Por que a decisão do Desembargador do Rio de Janeiro de autorizar o casamento direto faz uma enorme diferença?
por Sergio Viula
Devido a algumas idas e vindas de sites de notícias LGBT a respeito da possibilidade de se registrar casamento para pessoas do mesmo sexo direto nos cartórios, muita gente se pergunta se o casamento entre pessoas do mesmo sexo já pode ser realizado no estado Rio de Janeiro ou não.
Por isso, gostaria de chamar atenção para os seguintes pontos:
1º - Quem preferir fazer união civil pode. Ninguém é obrigado a casar.
2º - Quem já tem registro de união civil e quiser converter essa união em casamento, como já vinha sendo feito antes, pode.
3º - O que existe agora – e isso é, sim, motivo para celebrar – é a possibilidade de dar entrada direto no casamento, sem precisar fazer união civil primeiro.
4º - Sobre a possibilidade de algum juiz indeferir o pedido, é preciso dizer que ainda há essa possibilidade. Isso não é novidade. A novidade – repito – é que agora podemos solicitar o casamento direto.

---*---

**O que se pede**
Por favor, repita sem alterações a parte do texto sobre o casamento direto no Rio de Janeiro que vai de "por Sergio Viula" até "obrigado a casar.".

---*---

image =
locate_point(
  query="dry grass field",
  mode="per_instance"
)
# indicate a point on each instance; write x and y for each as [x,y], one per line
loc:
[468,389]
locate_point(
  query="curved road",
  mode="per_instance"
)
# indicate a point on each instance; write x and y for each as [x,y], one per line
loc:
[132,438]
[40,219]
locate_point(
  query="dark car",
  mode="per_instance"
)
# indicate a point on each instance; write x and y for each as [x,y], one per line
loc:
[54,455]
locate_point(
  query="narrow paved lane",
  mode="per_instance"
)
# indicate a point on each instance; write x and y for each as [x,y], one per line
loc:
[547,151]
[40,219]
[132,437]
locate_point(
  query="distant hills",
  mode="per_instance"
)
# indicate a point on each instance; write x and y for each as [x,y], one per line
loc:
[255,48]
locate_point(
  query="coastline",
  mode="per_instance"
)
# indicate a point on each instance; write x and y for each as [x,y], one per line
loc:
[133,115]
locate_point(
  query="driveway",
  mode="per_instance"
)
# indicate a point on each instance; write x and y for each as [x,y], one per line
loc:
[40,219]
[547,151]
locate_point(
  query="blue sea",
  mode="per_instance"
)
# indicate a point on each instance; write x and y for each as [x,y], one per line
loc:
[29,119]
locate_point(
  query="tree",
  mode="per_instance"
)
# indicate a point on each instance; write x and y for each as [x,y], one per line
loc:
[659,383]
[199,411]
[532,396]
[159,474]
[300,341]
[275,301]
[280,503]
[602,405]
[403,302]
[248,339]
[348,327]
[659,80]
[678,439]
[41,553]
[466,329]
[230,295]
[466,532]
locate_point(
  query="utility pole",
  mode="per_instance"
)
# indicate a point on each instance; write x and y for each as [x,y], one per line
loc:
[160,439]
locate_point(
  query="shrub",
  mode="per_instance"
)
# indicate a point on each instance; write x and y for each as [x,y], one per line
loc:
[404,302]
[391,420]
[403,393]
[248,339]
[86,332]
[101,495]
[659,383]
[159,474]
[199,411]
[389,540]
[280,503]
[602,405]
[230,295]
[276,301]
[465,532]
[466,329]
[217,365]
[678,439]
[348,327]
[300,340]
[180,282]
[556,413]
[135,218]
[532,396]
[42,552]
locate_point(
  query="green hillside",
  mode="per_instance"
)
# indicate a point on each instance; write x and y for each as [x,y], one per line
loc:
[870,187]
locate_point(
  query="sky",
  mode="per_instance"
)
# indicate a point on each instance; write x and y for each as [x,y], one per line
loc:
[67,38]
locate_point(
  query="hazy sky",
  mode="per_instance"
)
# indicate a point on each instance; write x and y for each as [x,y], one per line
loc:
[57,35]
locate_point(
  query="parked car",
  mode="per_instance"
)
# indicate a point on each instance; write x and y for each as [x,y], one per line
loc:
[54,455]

---*---

**Resposta correta**
por Sergio Viula
Devido a algumas idas e vindas de sites de notícias LGBT a respeito da possibilidade de se registrar casamento para pessoas do mesmo sexo direto nos cartórios, muita gente se pergunta se o casamento entre pessoas do mesmo sexo já pode ser realizado no estado Rio de Janeiro ou não.
Por isso, gostaria de chamar atenção para os seguintes pontos:
1º - Quem preferir fazer união civil pode. Ninguém é obrigado a casar.